### [Given passage]
◇ ◇ ◇

Another reason is that exploratory programming is hard by design in Rust. Rust is great if you already have a spec and know what needs to be done.
Most of the gamedev in my opinion is extremely exploratory and demands constant experimentation with design. C/C++ offer fluidity, a very good and mature debug toolchain, solid performance ceiling and support from other people.
It will be really hard to replace C++ in performance/simulation contexts. Security takes a backseat there.
efnx 8 months ago
Author of Renderling here. Thanks for the shout out Animats!
Bindless is a game changer - pun intended. It can’t happen soon enough.
Just curious, what are the three major projects that were cancelled?
I also want to mention that folks are shipping high performance games in Rust - the first title that comes to mind is “Tiny Glade” which is breathtakingly gorgeous, though it is a casual game. It does not run on wgpu though, to my knowledge. I may have a different definition of high performance, with lower expectations.
- Animats 8 months ago
  
  > What are the three major projects that were cancelled?
  Here are some:
  - LogLog Games [1]. Not happy with Bevy. Not too unhappy about performance, although it's mentioned.
  - Moonlight Coffee [2]. Not a major project, but he got as far as loading glTF and displaying the results, then quit. That's a common place to give up.
  - Hexops. [3] Found Rust "too hard", switched to Zig.
  Tiny Glade is very well done. But, of course, it's a tiny glade. This avoids the scaling problems.
  [1] https://devlog.hexops.com/2021/increasing-my-contribution-to...
  
  8 replies →
ladyanita22 8 months ago
I thought WGPU only supported WebGPU, and then there were translation libraries (akin to Proton) to run WebGPU over Vulkan.
Does it directly, internally, support Vulkan instead of on-the-fly translation from WebGPU to VK?
- flohofwoe 8 months ago
  
  WGPU (https://wgpu.rs/) is one of currently three implementations of the WebGPU specification (the other two being Google's Dawn library used in Chrome, and the implementation in WebKit used in Safari).
  The main purpose of WebGPU is to specify a 3D API over the common subset of Metal/D3D12/Vulkan features (e.g. doing an 'on-the-fly translation' of WebGPU API calls to Metal/D3D12/Vulkan API calls, very similar to how (a part of) Proton does an on-the-fly translation of the various D3D API versions to Vulkan.
  
  15 replies →
klysm 8 months ago

The tone of the thread was perfectly fine until you made a passive aggressive comment

nox101 8 months ago

> The default texture limits without bindless are also way too small for serious applications

I'm not disagreeing that bindless is needed but it's a bit of hyperbole to claim the texture limits are too small for serious applications given the large list of serious graphics applications that shipped before bindless existed and the large number of serious graphics applications and games still shipping that don't use them.

◇ ◇ ◇

### [Records shown]
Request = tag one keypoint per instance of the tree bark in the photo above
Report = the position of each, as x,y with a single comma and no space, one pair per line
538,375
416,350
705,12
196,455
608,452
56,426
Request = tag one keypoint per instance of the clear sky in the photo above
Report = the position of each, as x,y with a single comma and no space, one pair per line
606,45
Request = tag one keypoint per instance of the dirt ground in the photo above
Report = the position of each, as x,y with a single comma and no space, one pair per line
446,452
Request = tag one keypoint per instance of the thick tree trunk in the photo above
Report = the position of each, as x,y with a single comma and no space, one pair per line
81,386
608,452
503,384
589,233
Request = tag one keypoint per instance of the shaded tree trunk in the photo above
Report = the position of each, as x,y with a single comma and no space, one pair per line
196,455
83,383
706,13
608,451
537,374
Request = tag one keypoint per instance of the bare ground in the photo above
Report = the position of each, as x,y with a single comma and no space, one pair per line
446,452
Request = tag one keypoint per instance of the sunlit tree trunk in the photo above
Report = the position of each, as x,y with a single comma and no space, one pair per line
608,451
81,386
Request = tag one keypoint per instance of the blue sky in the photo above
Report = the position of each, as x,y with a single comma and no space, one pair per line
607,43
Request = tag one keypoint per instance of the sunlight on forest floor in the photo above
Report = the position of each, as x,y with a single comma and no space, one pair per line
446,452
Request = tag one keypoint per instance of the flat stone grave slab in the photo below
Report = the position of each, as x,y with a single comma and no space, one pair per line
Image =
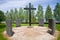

◇ ◇ ◇

### [Jobs]
A - How would you say this sentence from the thread on Rust game development in Spanish: "Rust is great if you already have a spec and know what needs to be done."
B - Give a continuation of the forum thread on Rust, WGPU and bindless rendering, starting after its last sentence.
You won't need the listing.

### [Task-by-task results]
A - Rust es excelente si ya tienes una especificación y sabes lo que hay que hacer.

B -
jms55 8 months ago

It's partly because WebGPU has very conservative default texture limits so that they can support old mobile devices, and partly it's a problem for engines that may have a bunch of different bindings and have increasingly hacky workarounds to compile different variants with only the enabled features so that you don't blow past texture limits.
For an idea of bevy's default view and PBR material bindings, see:
* https://github.com/bevyengine/bevy/blob/main/crates/bevy_pbr...
* https://github.com/bevyengine/bevy/blob/main/crates/bevy_pbr...
elabajaba 8 months ago

They're talking about the 16 sampled texture binding limit which is the same as webgl2. If you look at eg. the list of devices that are stuck with that few texture bindings they don't even support basic GL with compute shaders or vulkan, so they can't even run webgpu in the first place.
Animats 8 months ago
Yes. If you're stuck with that limitation, you pack up related textures into a big texture atlas. When you enter a new area, the player sees "Loading..." while the next batch of content is loaded. That was the state of the art 15 years ago. It's kind of dated now.
- lpghatguy 8 months ago
  
  You might be getting “sampled textures in a single call” with “total textures loaded” mixed up. Sampled texture limits affect complexity of your shader and have nothing to do with loading content from elsewhere.

ribit 8 months ago

Quick note: I looked at the bindless proposal linked from the blog post and their description of Metal is quite outdated. MTLArgumentEncoder has been deprecated for a while now, the layout is a transparent C struct that you populate at will with GPU addresses. There are still descriptors for textures and samplers, but these are hidden from the user (the API will maintain internal tables). It's a very convenient model and probably the simplest and most flexible of all current APIs. I'd love to see something similar for WebGPU.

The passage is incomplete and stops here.